# [INPUT DATA]
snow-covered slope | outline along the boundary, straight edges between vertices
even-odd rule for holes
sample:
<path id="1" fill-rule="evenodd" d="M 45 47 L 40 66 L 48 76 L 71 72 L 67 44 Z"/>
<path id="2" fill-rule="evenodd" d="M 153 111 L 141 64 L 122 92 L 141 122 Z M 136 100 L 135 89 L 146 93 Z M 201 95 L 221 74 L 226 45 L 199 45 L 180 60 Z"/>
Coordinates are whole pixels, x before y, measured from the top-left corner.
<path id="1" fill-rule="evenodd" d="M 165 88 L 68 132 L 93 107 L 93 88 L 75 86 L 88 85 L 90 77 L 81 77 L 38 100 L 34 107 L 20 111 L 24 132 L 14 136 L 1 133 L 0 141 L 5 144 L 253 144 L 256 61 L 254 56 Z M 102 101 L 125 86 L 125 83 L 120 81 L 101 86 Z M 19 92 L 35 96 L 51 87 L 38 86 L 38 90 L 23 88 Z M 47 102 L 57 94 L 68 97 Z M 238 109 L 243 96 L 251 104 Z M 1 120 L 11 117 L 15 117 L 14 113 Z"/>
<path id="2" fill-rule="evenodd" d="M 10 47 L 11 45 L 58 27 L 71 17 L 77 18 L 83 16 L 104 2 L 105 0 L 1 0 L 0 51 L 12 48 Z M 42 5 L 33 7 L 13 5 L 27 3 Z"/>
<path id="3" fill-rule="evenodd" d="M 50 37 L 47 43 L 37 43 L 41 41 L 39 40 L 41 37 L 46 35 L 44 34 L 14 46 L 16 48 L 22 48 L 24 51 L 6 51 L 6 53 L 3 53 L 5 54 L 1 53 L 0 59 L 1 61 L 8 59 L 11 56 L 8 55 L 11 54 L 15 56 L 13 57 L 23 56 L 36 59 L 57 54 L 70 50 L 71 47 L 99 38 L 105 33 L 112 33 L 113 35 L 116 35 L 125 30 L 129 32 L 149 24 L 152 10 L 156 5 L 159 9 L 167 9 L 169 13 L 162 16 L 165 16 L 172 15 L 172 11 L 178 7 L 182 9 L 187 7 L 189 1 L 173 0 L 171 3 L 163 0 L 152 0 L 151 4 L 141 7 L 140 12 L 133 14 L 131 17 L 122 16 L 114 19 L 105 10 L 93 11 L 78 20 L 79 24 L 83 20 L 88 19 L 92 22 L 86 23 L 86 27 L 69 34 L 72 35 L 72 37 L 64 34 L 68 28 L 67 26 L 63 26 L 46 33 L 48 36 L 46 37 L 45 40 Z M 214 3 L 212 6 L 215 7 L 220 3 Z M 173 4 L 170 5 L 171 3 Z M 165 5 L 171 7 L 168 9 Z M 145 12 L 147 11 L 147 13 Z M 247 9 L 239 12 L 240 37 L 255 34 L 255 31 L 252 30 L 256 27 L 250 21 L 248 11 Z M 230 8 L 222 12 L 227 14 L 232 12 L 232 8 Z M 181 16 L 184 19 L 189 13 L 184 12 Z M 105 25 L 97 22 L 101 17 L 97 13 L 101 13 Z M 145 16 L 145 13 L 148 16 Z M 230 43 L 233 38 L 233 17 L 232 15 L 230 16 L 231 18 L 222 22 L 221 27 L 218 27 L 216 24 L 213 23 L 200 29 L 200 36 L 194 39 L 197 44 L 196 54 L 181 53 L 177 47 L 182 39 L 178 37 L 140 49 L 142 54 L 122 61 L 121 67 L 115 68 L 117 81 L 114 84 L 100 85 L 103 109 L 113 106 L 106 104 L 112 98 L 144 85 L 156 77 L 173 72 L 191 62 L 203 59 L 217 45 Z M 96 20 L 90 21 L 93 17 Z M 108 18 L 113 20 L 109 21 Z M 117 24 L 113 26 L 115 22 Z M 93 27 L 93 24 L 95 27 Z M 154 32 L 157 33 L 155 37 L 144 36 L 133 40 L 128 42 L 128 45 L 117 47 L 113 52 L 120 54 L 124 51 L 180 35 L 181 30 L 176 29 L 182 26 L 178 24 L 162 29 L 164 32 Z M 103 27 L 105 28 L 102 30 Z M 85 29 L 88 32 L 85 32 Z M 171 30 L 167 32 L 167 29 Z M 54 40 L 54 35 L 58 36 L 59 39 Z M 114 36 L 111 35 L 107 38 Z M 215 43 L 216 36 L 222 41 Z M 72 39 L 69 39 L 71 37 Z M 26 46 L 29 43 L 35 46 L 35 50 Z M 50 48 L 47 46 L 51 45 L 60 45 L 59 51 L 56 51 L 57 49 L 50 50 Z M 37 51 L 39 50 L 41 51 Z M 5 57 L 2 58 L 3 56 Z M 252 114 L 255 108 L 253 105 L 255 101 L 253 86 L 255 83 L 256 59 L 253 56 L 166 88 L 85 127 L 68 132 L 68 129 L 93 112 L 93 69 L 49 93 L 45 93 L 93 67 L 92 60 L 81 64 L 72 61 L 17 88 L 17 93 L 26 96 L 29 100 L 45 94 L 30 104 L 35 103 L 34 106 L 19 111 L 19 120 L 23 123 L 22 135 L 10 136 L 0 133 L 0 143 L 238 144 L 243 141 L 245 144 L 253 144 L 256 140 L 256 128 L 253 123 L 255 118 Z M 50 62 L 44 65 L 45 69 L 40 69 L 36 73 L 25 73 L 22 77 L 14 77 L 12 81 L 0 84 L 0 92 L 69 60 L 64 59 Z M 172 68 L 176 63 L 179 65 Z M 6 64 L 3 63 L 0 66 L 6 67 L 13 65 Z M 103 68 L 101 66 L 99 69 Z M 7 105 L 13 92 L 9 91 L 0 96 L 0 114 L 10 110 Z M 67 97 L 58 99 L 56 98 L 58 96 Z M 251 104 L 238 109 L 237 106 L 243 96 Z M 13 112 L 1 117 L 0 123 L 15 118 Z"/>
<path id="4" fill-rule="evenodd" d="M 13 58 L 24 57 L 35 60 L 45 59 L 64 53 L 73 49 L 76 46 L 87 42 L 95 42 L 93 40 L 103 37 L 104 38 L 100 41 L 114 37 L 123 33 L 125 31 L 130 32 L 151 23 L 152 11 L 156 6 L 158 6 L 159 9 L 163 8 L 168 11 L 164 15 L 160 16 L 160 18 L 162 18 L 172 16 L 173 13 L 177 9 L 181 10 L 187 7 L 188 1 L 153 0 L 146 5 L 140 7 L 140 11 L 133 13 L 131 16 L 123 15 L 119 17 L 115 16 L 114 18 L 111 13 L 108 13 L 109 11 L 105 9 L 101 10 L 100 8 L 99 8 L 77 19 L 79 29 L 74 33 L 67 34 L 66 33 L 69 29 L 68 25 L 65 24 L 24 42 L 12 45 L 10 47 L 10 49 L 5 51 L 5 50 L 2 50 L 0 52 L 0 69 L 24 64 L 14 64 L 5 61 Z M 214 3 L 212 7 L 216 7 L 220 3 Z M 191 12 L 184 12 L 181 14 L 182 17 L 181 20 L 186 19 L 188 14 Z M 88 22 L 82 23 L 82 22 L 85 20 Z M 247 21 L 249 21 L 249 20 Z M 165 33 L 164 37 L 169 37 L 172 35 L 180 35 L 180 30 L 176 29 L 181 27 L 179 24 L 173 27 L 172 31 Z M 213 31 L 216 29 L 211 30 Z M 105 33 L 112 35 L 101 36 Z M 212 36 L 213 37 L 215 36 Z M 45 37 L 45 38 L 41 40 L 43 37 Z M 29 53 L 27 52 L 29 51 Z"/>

# [TASK DESCRIPTION]
Copy the data above line for line, leaving every character unchanged.

# [WRITTEN REPLY]
snow-covered slope | outline along the boundary, straight edges between vertices
even-odd rule for holes
sample:
<path id="1" fill-rule="evenodd" d="M 45 47 L 40 66 L 48 76 L 71 72 L 67 44 Z"/>
<path id="2" fill-rule="evenodd" d="M 153 111 L 141 64 L 122 92 L 141 122 Z M 136 100 L 135 89 L 146 93 Z M 201 95 L 221 74 L 226 45 L 199 45 L 180 60 Z"/>
Coordinates are whole pixels, x before y, measured from the top-left corner.
<path id="1" fill-rule="evenodd" d="M 165 88 L 68 132 L 93 107 L 93 88 L 75 86 L 88 85 L 90 77 L 81 77 L 38 100 L 34 107 L 20 111 L 24 132 L 14 136 L 1 133 L 0 141 L 5 144 L 253 144 L 256 61 L 254 56 Z M 102 101 L 125 86 L 125 83 L 120 81 L 101 86 Z M 19 92 L 35 96 L 51 87 L 38 86 L 38 90 L 23 88 Z M 47 102 L 57 94 L 68 97 Z M 238 109 L 243 96 L 251 104 Z M 1 120 L 11 117 L 15 117 L 14 113 Z"/>
<path id="2" fill-rule="evenodd" d="M 10 47 L 11 45 L 58 27 L 71 17 L 77 18 L 83 16 L 104 2 L 105 0 L 1 0 L 0 51 L 12 48 Z M 42 5 L 33 7 L 13 5 L 27 3 Z"/>
<path id="3" fill-rule="evenodd" d="M 50 37 L 47 43 L 37 43 L 41 41 L 39 40 L 41 37 L 46 35 L 44 34 L 14 46 L 16 48 L 22 48 L 24 51 L 6 51 L 6 53 L 3 53 L 5 54 L 1 53 L 0 59 L 1 61 L 8 59 L 11 56 L 8 55 L 11 54 L 15 56 L 13 57 L 23 56 L 36 59 L 57 54 L 70 50 L 71 47 L 99 38 L 105 33 L 112 33 L 113 35 L 116 35 L 125 30 L 129 32 L 149 24 L 152 10 L 156 5 L 159 9 L 167 9 L 169 13 L 162 16 L 165 16 L 172 15 L 172 11 L 178 7 L 182 9 L 187 7 L 189 1 L 173 0 L 171 3 L 163 0 L 152 0 L 151 4 L 141 7 L 140 12 L 133 14 L 131 17 L 122 16 L 114 19 L 105 10 L 93 11 L 78 20 L 79 24 L 83 20 L 88 19 L 92 22 L 86 23 L 86 27 L 69 34 L 72 35 L 72 37 L 64 34 L 68 28 L 67 26 L 63 26 L 46 33 L 48 36 L 46 37 L 45 40 Z M 214 3 L 212 6 L 215 7 L 220 3 Z M 173 4 L 170 5 L 171 3 Z M 165 5 L 171 7 L 168 9 Z M 145 12 L 147 11 L 147 13 Z M 247 9 L 239 12 L 240 37 L 255 34 L 255 31 L 252 30 L 256 27 L 250 21 L 248 11 Z M 230 8 L 222 12 L 227 14 L 232 12 L 232 8 Z M 181 16 L 184 19 L 189 13 L 184 12 Z M 105 25 L 97 22 L 101 17 L 97 13 L 101 13 Z M 145 16 L 145 13 L 148 16 Z M 230 43 L 233 38 L 233 17 L 232 15 L 230 16 L 231 18 L 222 22 L 221 27 L 218 27 L 216 24 L 213 23 L 200 29 L 200 36 L 194 39 L 197 44 L 196 54 L 181 53 L 177 47 L 182 39 L 178 37 L 140 49 L 142 54 L 122 61 L 121 67 L 115 68 L 117 81 L 114 84 L 100 85 L 103 109 L 113 106 L 106 104 L 112 98 L 144 85 L 156 77 L 173 72 L 191 62 L 203 59 L 217 45 Z M 96 20 L 90 21 L 93 17 Z M 108 18 L 113 20 L 109 21 Z M 117 24 L 113 26 L 115 22 Z M 93 27 L 93 24 L 95 27 Z M 154 32 L 157 33 L 155 37 L 144 36 L 133 40 L 128 42 L 128 45 L 117 47 L 113 52 L 120 54 L 124 51 L 180 35 L 181 30 L 176 29 L 182 26 L 178 24 L 162 29 L 164 32 Z M 103 27 L 105 28 L 102 30 Z M 85 29 L 88 32 L 85 32 Z M 171 30 L 167 32 L 167 29 Z M 54 40 L 54 35 L 58 36 L 59 39 Z M 114 36 L 111 35 L 107 38 Z M 215 43 L 216 36 L 222 41 Z M 72 39 L 69 39 L 71 37 Z M 26 46 L 29 43 L 35 46 L 35 50 Z M 50 48 L 47 46 L 51 45 L 60 45 L 59 51 L 56 51 L 57 49 L 50 50 Z M 37 51 L 39 50 L 41 51 Z M 5 57 L 2 58 L 3 56 Z M 252 114 L 255 108 L 253 105 L 255 101 L 253 86 L 255 83 L 256 59 L 253 56 L 166 88 L 85 127 L 68 132 L 68 129 L 93 112 L 93 69 L 49 93 L 45 93 L 93 67 L 92 60 L 81 64 L 72 61 L 17 88 L 17 93 L 26 96 L 29 100 L 45 94 L 30 104 L 35 103 L 34 106 L 19 111 L 19 120 L 23 123 L 22 135 L 10 136 L 0 133 L 0 143 L 238 144 L 243 141 L 245 144 L 253 144 L 256 140 L 256 128 L 253 123 L 255 118 Z M 50 62 L 44 65 L 45 69 L 40 69 L 36 73 L 25 73 L 22 77 L 14 77 L 12 81 L 0 84 L 0 92 L 69 60 L 64 59 Z M 172 68 L 176 63 L 179 65 Z M 6 64 L 3 63 L 0 66 L 6 67 L 13 65 Z M 103 68 L 101 66 L 99 69 Z M 7 105 L 13 92 L 9 91 L 0 96 L 0 114 L 10 110 Z M 67 97 L 58 99 L 56 98 L 58 96 Z M 251 104 L 238 109 L 237 106 L 243 96 Z M 13 112 L 1 117 L 0 123 L 15 118 Z"/>
<path id="4" fill-rule="evenodd" d="M 13 58 L 24 57 L 35 60 L 45 59 L 64 53 L 73 49 L 76 46 L 87 42 L 95 42 L 93 40 L 103 37 L 104 38 L 100 41 L 114 37 L 123 33 L 125 31 L 130 32 L 151 23 L 152 11 L 156 6 L 158 6 L 159 9 L 163 8 L 168 11 L 164 15 L 160 16 L 160 18 L 162 18 L 172 16 L 173 13 L 177 9 L 181 10 L 187 7 L 188 1 L 153 0 L 146 5 L 140 7 L 140 11 L 133 13 L 131 16 L 123 15 L 119 17 L 115 16 L 114 18 L 111 13 L 108 13 L 109 11 L 105 9 L 101 10 L 100 8 L 99 8 L 77 19 L 79 29 L 74 33 L 67 34 L 66 33 L 69 29 L 68 25 L 65 24 L 24 42 L 12 45 L 10 47 L 10 49 L 5 51 L 5 50 L 2 50 L 0 52 L 0 69 L 24 64 L 14 64 L 5 61 Z M 214 3 L 212 7 L 216 7 L 220 3 Z M 191 12 L 184 12 L 181 14 L 182 17 L 181 20 L 186 19 L 188 14 Z M 88 22 L 82 23 L 82 22 L 85 20 Z M 247 21 L 249 21 L 249 20 Z M 165 33 L 164 37 L 169 37 L 172 35 L 180 35 L 180 30 L 176 29 L 181 27 L 179 24 L 173 27 L 172 31 Z M 213 31 L 216 29 L 211 30 Z M 105 33 L 112 35 L 101 36 Z M 212 36 L 213 37 L 215 36 Z M 45 37 L 45 38 L 41 40 L 43 37 Z M 29 53 L 27 52 L 29 51 Z"/>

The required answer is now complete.